First, a case where there is an ES will be described. In case of one ES, the method of constructing a frame to be encoded may be one of the methods illustrated in FIGS. 2 to 4. There are five methods of constructing a frame to be encoded, which are shown in FIGS. 2 to 4. The information included in the mpss box 218 has to support the above five types. Accordingly, the mpss box 218 includes information for indicating a type of a frame to be encoded which constitutes the ES. The type of the frame is represented as ‘StereoScopic_CompositionType’. The value of the type may be allocated by using three bits like Table 6. Table 6 shows an example.

TABLE 6 Value Contents 000 Left and right images are alternately arranged in units of frame in the direction of time axis (refer to FIG. 4) 001 Left and right images are arranged side by side (left side of FIG. 2) 010 Left and right images are arranged in a top- down manner (right side of FIG. 2) 011 Vertical pixel lines of left and right images are alternately arranged (left side of FIG. 3) 100 Horizontal pixel lines of left and right images are alternately arranged (right side of FIG. 3)

In a case where a frame to be encoded is the frame 22, 24, 32, or 34 shown in FIGS. 2 and 3, the mpss box 218 may further include information on a size of the frame to be encoded. For example, in a case where a frame to be encoded is the frame shown in the left side of FIG. 2, the mpss box 218 may include information on a width of an image. In a case where a frame to be encoded is the frame shown in the right side of FIG. 2, the mpss box 218 may include information on a height of the image. In a case where a frame to be encoded is the frame shown in the left side of FIG. 3, the mpss box 218 may include information on a width of an interleaved vertical line in units of field. In a case where a frame to be encoded is the frame shown in the right side of FIG. 3, the mpss box 218 may include information on a width of an interleaved horizontal line in units of field.

The information on a frame to be encoded may be represented as ‘width_or_height’. For example, in a case where a value of Stereoscopic_CompositionType disclosed in Table 6 is ob001, the value of ‘width_or_height’ may indicate a width of an image. In a case where a value of Stereoscopic_CompositionType is 0b010, the value of ‘width_or_height’ may indicate a height of an interleaved vertical line in units of field. In a case where a value of Stereoscopic_CompositionType is 0b100, the value of ‘width_or_height’ may indicate a height of an interleaved horizontal line in units of field.

In addition, in a case where a frame to be encoded is the frame 22, 24, 32, or 34 shown in FIGS. 2 and 3, the mpss box 218 may include information on the number of lines which constitute odd and even line fields that are component images of the frame to be encoded. For example, in a case where the frame is the frame 22 or 24 shown in FIG. 2, the number of field lines is zero. In a case where the frame is the frame 32 or 34, the mpss box 218 may include information on the number of lines which constitute an odd line field and/or the number of lines which constitute an even line field.

Information on the number of lines which constitute the odd line fields may be represented by ‘odd_field_count’. Information on the number of lines which constitute an even line field may be represented by ‘even_field_count’. For example, in a case where a value of StereoScopic_CompositionType disclosed in Table 6 is 0b001 or 0b010, the values of ‘odd_field_count’ and ‘even_field_count’ are 0's. In a case where a value of StereoScopic_CompositionType is 0b011 or 0b100, the values of ‘odd_field_count’ and ‘even_field_count’ may represent the number of odd lines and the number of even lines, respectively.

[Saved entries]
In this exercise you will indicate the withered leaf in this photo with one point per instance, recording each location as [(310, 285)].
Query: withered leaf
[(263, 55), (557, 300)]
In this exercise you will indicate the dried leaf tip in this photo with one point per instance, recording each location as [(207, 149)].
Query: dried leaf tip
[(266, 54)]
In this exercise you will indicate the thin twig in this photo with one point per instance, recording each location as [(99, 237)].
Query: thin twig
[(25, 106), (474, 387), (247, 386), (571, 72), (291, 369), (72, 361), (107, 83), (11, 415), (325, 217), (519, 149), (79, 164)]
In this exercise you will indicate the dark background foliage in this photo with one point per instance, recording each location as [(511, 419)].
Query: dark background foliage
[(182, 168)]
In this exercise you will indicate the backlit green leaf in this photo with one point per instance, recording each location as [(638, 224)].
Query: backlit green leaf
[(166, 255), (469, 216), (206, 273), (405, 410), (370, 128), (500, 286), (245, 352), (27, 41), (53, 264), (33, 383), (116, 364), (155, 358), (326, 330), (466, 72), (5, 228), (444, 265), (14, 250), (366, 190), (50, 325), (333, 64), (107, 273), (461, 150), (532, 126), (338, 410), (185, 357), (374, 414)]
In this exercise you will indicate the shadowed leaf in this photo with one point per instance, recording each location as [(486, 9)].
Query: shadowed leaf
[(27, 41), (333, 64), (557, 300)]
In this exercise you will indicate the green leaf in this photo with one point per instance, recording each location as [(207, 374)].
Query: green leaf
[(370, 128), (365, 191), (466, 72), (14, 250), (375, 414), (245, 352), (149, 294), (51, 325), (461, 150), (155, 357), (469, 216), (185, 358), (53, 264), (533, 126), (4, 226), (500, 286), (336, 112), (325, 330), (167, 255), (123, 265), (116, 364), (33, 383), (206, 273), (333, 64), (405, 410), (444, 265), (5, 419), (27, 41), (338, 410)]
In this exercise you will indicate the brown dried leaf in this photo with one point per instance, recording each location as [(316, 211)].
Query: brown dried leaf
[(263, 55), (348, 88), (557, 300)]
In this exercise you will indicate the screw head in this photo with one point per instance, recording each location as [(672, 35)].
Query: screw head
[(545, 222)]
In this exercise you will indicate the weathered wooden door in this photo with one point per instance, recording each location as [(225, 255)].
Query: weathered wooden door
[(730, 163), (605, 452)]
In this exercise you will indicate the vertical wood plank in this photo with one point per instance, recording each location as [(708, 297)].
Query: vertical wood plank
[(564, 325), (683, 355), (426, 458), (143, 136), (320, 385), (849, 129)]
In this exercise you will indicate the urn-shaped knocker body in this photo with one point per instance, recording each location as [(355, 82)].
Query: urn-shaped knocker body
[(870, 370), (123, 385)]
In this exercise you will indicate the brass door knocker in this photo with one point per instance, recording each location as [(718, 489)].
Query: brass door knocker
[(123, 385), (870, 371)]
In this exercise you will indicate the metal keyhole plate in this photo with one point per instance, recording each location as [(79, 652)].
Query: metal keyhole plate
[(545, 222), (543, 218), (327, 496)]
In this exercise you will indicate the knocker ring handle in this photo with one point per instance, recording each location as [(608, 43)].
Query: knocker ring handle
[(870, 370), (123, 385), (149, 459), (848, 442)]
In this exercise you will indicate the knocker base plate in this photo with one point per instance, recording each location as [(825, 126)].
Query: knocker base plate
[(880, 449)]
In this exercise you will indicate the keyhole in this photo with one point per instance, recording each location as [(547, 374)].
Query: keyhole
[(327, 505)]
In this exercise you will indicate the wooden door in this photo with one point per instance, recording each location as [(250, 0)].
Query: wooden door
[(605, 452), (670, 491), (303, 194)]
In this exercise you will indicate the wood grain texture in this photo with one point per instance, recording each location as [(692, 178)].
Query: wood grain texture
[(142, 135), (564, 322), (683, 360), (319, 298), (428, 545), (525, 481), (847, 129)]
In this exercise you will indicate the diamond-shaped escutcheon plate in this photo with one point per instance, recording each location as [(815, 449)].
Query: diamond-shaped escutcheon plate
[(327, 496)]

## Problem statement
Continue the mpss box passage from the point where it stops. The items come from a different source than the mpss box passage.

## Output below
The mpss box 218 may further include information on whether a frame rate of the odd line field is the same as that of the even line field and information on a synchronization method in a case where the frame rates of the odd and even line fields are different. Here, in a case where frame rates of two images are different from each other, the information on the synchronization method may be information on a reference image for matching the frame rates with each other when displaying the stereoscopic image. That is, the information on the synchronization method may be information on the reference image. The information on the frame rate and/or the synchronization method may be represented as ‘StereoScopic_ES_FrameSync’ and allocated as shown in Table 7 by using two bits. Table 7 indicates an example in a case where there is one ES.

TABLE 7 Value Contents 00 A frame rate of a left image (odd line field) is the same as that of a right image (even line field) 01 A frame rate of a left image is different from that of a right image, and the left image (or odd line field) is a reference image 10 A frame rate of a left image is different that of a right image, and the right image (or even line field) is a reference image

The mpss box 218 may further include information on existence of disparity, that is, a difference in image information between odd line and even line fields (for example, Y/Cb/Cr value or R/G/B value) and a disparity value in a case where there is disparity (information on disparity). Here, the disparity value indicates information on a difference value of an image (or field) with respect to another image (or field). The disparity information is used to modify three-dimensional effects of a displayed stereoscopic image.

Information on existence of disparity included in the disparity information is represented as ‘StereoScopic_ImageInformationDifference’ and allocated as shown in Table 8 by using two bits. Table 8 indicates an example in a case where there is one ES.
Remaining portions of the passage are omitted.